**SET EXERCISE**
Write out the entries verbatim, starting at the very beginning and stopping after the line that contains "Query: overcast sky". Include that line.

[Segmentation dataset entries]
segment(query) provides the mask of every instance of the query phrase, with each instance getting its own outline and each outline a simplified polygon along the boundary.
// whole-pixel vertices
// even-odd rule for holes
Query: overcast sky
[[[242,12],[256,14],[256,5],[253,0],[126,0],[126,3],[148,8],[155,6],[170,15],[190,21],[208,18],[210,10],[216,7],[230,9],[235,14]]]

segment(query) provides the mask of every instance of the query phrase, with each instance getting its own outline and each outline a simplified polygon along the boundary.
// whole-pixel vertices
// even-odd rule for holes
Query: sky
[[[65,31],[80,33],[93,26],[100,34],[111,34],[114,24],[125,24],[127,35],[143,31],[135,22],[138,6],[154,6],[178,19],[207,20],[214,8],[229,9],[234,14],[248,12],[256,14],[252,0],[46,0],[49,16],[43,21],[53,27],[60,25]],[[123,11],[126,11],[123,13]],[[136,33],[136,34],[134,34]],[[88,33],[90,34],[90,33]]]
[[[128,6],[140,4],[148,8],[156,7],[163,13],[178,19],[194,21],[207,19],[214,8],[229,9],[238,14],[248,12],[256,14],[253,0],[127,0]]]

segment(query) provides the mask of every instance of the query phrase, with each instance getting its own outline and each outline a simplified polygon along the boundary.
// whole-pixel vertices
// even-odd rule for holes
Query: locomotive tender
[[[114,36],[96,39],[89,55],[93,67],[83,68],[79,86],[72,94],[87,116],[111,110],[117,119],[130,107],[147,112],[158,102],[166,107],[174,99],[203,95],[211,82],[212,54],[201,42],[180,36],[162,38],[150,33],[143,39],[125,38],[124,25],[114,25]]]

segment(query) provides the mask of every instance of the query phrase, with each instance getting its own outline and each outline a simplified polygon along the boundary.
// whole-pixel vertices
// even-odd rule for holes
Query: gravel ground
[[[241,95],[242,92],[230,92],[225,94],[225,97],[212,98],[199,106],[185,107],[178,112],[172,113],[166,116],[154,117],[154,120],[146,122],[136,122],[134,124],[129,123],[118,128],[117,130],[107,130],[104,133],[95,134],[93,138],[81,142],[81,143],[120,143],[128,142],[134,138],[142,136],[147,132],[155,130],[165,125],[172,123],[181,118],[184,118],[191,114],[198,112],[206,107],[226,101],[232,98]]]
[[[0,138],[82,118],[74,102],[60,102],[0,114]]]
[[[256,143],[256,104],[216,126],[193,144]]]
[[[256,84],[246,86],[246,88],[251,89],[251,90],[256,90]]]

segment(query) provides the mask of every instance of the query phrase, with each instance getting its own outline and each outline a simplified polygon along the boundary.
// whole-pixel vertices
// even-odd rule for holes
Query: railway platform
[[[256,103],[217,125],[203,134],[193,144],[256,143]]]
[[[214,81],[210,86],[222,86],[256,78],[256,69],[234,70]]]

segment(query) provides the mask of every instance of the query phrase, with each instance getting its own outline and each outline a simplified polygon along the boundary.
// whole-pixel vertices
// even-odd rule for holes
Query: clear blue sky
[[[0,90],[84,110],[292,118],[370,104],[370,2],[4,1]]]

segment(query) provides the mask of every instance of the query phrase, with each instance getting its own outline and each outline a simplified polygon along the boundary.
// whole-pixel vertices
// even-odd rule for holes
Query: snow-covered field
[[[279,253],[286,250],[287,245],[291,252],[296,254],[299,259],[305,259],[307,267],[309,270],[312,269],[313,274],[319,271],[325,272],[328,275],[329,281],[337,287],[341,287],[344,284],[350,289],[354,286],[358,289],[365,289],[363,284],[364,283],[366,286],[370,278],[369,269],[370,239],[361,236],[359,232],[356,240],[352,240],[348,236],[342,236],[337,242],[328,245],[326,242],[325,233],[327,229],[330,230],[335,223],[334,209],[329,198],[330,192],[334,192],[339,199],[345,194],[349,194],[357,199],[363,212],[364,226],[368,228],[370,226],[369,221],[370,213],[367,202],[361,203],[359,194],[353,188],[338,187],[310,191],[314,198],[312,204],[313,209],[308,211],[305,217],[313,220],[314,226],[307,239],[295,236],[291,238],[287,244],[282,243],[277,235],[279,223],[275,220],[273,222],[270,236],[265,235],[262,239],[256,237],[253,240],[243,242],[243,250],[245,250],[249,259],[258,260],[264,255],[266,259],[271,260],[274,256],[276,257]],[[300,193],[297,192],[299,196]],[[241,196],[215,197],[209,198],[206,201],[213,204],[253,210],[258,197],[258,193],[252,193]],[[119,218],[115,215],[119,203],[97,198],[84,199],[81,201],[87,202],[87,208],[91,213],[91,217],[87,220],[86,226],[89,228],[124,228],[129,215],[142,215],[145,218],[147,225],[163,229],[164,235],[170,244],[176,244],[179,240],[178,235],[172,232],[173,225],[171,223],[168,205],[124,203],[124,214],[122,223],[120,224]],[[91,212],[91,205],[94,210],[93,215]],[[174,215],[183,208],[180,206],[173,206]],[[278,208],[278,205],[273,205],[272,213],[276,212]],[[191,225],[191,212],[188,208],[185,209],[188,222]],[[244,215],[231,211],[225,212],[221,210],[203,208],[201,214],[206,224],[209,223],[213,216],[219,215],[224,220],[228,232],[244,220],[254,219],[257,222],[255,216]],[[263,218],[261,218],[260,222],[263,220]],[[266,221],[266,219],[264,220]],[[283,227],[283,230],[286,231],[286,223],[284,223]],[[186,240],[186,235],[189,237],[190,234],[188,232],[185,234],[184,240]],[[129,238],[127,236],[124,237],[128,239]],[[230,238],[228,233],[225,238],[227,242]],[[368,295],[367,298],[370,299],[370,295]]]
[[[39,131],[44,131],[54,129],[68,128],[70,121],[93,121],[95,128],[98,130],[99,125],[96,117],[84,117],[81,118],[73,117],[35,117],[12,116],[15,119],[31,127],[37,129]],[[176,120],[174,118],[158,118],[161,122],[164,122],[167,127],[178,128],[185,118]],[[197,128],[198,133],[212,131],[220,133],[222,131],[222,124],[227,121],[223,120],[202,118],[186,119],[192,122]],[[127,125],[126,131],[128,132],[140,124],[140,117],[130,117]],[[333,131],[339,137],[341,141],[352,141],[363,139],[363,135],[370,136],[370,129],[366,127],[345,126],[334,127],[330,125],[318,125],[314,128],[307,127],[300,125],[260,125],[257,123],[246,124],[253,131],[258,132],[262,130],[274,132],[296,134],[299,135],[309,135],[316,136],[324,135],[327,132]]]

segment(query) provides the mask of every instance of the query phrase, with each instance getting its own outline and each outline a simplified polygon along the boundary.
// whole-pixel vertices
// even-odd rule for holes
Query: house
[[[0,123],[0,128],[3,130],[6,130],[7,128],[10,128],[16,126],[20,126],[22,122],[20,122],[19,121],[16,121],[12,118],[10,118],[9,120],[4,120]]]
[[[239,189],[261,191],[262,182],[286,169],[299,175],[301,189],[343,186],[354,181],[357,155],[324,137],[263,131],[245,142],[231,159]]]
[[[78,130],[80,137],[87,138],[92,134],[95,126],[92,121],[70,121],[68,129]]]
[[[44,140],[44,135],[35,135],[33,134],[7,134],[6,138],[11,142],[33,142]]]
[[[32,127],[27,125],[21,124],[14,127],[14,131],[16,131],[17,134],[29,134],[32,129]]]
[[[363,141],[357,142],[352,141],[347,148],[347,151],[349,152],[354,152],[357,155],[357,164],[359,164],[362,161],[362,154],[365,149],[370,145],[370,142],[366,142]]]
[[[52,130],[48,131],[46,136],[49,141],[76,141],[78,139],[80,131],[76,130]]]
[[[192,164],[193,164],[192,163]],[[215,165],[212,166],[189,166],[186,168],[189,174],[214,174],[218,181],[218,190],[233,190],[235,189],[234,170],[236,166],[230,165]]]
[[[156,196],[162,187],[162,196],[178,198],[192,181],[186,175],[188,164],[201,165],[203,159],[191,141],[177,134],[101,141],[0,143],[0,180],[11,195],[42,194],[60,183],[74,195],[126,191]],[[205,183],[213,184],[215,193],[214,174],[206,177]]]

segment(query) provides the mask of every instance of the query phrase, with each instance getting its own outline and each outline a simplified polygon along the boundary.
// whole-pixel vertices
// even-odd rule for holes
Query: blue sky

**RIGHT ANSWER**
segment(query) provides the mask of every instance of the query phrase, with each instance getting its own outline and each outline a simplified polygon along the boundary.
// whole-pixel vertices
// even-odd rule for holes
Query: overcast sky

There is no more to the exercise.